Keen to shift the political message onto tangible good news stories for the UK economy, July 2017 saw an announcement from the UK Government and Ofgem...
...to give homes and businesses more control over their energy use. Business and Energy Secretary Greg Clark announced what he called an
“epochal transformation…[to] move to a world where energy is clean and abundant” in the UK.
Underpinning this transformation is a commitment to invest £246m into battery storage technology in a bid to make the UK a world leader in the design, development and production of battery storage. This four-year investment, commonly to be known as the Faraday Challenge, will form a key part of the government’s overall industrial strategy, aiming to increase productivity and driving growth across the country. The strategy is funded by the £1 billion Industrial Strategy Challenge Fund (ISCF).
Within the £246m planned investment is a £45m research competition into battery materials, technologies and manufacturing processes to be followed by research and development projects, scale up and rollout. The Advanced Propulsion Centre will also work with the automotive sector to form a National Battery Manufacturing Development facility to harness battery technology for electric vehicles.
“Today is the starting gun for the UK to become the world-leader in innovative battery storage technologies” Executive Director, RenewableUK
So, why would the UK want to become a world-leader in battery storage and what will this mean for energy generators, distributed network operators, battery manufacturers and the consumer? Let’s take each one in turn…
Why do we need battery storage technologies?
The UK’s energy mix is evolving due to a number of factors;
- By mid-June 2017, wind power consisted of 7,613 wind turbines with a total installed capacity of over 15.6 gigawatts: 10,275 megawatts of onshore capacity and 5,356 megawatts of offshore capacity
- Tariffs have incentivised distributed generation over the past few years including solar PV in the domestic market
- The last UK coal power stations are expected to close in 2025
- Greater development of low carbon generation will be needed to meet the UK’s various EU mandated targets
As a result, energy networks will need ways to address the intermittency of greater renewable generation. Whilst baseload generation will help (such as the planned new nuclear investment starting at Hinkley Point and other advances in Carbon Capture and Storage) there will still be a need to increase maximum generation capacity above demand and reliable generation needed to balance wind. The UK distribution network was largely designed for electricity generation flow from small numbers of very large power stations. The increasing deployment of distributed generation creates headaches for the network, not least challenges in new grid connections from areas reaching capacity.

- **TO-DO LIST**
1 - According to the article on UK battery storage, why does the increasing deployment of distributed generation create problems for the UK distribution network? Answer in one to three sentences.
2 - Rewrite the stretch of the article on UK battery storage from "Keen to shift" through "Government and Ofgem...", changing "tangible" to "concrete".
3 - Continue the article on UK battery storage from the point where it stops.
You won't need the items for this work.

[Dataset rows]

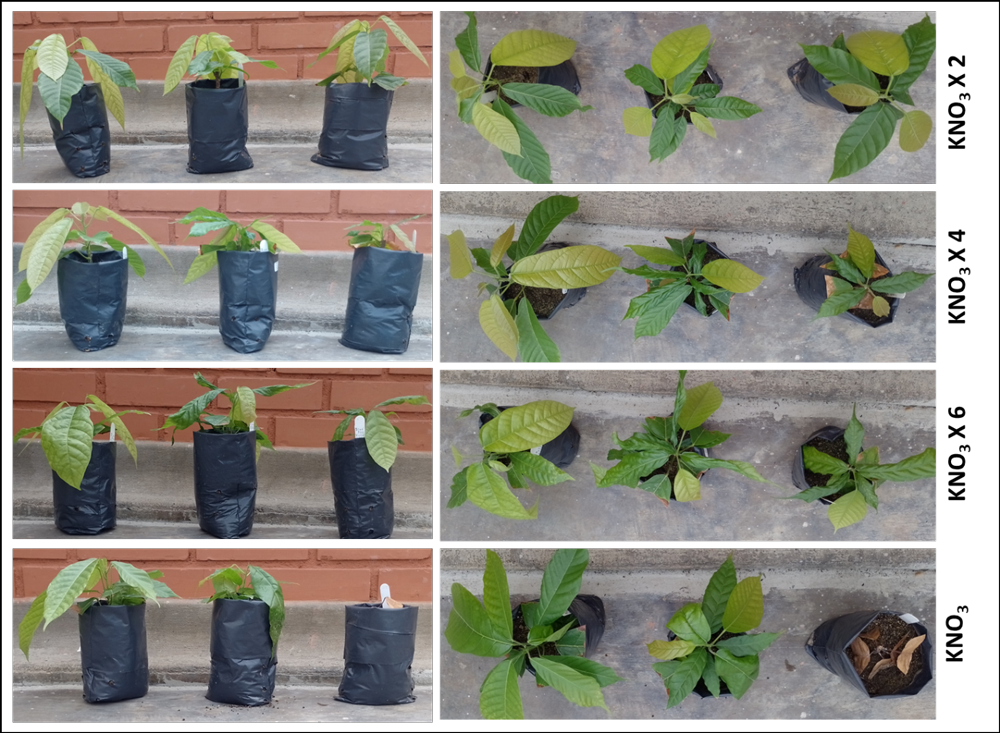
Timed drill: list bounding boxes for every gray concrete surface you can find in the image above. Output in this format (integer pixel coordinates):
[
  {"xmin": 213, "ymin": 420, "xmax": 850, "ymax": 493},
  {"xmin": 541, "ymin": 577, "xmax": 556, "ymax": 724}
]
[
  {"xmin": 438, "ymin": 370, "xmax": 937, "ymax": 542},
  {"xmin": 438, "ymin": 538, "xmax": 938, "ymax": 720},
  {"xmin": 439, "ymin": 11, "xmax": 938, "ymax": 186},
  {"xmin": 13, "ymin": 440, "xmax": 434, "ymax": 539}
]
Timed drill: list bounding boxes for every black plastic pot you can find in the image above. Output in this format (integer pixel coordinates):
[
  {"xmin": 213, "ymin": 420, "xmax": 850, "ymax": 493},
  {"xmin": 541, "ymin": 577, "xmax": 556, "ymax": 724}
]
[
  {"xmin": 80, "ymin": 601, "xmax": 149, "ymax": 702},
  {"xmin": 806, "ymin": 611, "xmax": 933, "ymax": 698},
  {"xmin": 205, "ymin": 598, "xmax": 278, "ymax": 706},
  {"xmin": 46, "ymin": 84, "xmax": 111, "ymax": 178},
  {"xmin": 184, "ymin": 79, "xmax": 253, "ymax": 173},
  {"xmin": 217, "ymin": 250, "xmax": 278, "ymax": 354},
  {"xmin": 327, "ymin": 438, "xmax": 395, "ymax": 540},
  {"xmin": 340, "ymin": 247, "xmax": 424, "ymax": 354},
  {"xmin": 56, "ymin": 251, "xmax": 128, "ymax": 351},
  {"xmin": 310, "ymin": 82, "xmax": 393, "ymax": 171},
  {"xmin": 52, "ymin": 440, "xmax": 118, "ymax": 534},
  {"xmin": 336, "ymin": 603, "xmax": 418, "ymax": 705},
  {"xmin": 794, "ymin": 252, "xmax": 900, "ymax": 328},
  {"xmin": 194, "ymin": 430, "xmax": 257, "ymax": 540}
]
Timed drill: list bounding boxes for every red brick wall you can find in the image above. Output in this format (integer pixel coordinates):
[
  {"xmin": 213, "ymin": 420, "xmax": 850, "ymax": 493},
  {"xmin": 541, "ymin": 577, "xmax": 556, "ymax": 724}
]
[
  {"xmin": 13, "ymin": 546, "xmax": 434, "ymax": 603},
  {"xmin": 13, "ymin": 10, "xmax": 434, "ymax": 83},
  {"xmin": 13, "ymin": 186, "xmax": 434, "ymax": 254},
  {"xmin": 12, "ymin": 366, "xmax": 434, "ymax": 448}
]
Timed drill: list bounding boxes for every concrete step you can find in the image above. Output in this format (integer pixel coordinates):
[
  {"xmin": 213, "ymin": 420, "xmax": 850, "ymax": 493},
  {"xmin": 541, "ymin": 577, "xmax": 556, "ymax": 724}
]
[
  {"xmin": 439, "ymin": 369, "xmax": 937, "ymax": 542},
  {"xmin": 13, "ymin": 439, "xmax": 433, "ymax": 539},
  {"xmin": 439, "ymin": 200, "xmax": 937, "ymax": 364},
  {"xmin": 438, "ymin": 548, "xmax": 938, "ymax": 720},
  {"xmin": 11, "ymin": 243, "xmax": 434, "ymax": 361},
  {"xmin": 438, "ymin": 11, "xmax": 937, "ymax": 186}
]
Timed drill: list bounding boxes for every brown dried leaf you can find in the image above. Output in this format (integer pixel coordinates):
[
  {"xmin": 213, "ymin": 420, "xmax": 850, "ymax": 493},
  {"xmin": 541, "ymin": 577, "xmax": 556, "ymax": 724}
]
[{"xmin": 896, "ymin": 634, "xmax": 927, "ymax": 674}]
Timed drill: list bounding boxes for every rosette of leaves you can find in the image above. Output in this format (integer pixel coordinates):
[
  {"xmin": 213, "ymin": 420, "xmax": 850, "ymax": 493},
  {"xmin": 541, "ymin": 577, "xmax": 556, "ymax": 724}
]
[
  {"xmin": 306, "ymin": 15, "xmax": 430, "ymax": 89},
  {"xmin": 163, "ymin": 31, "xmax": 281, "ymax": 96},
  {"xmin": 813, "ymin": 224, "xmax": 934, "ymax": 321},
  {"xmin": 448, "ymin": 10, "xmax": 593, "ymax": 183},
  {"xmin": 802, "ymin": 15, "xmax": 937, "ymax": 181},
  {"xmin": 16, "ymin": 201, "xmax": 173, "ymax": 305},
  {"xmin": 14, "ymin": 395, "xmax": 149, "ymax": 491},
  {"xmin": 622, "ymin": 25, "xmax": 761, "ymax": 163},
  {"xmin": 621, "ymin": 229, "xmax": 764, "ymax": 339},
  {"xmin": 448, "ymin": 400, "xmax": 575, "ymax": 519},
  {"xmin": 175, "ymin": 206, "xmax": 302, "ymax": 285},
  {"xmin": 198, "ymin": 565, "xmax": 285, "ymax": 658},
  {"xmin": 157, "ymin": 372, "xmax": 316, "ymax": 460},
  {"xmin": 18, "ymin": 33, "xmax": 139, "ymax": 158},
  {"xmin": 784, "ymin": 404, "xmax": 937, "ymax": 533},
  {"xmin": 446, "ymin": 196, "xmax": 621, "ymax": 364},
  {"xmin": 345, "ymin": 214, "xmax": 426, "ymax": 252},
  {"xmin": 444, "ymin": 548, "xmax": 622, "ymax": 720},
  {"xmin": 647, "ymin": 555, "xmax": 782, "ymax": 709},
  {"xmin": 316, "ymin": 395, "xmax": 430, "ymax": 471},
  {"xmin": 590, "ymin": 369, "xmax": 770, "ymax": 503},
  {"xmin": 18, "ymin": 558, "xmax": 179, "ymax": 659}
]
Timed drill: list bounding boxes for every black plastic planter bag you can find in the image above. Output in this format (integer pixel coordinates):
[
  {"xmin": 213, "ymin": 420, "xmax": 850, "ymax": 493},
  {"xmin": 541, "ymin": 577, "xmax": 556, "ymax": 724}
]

- **ANSWERS TO THE PROBLEMS**
1 - The UK distribution network was largely designed for electricity to flow from small numbers of very large power stations. As more distributed generation is deployed, this creates difficulties for the network, including challenges with new grid connections in areas that are reaching capacity.

2 -
Keen to shift the political message onto concrete good news stories for the UK economy, July 2017 saw an announcement from the UK Government and Ofgem...

3 -
So, why electricity storage?
Energy storage (at an affordable price point) has tended to be seen as the missing link to solve the intermittency problems of renewable power generation and allow utility companies to mitigate challenges at peak usage. Grid connected battery storage will help to smooth out load variations and give greater flexibility to the grid; absorbing or releasing stored battery energy to match demand requirements.
A study in 2016 that has informed the UK Government’s current policy position, found that energy storage could result in savings of around £2.4 billion per year in 2030 for the
UK electricity system and if 50% of this saving was passed on to domestic customers, it could reduce the average electricity bill per household by around £50 per year.
Energy storage is typically one of three types: bulk (pumped hydro or compressed air); distributed (various battery technologies, liquid air storage or pumped heat storage); and fast (capable of a rapid response). Distributed storage (typically lithium-ion batteries and sodium sulphur batteries) are seen as the greatest potential for grid connected storage and could be viable home storage devices.
What will it mean for energy generators?
There are a range of barriers to the adoption of energy storage including policy, market structure, operating model and of course the cost of the technology itself. For energy companies the large-scale deployment of energy storage could be a disruptive factor to traditional energy generation models.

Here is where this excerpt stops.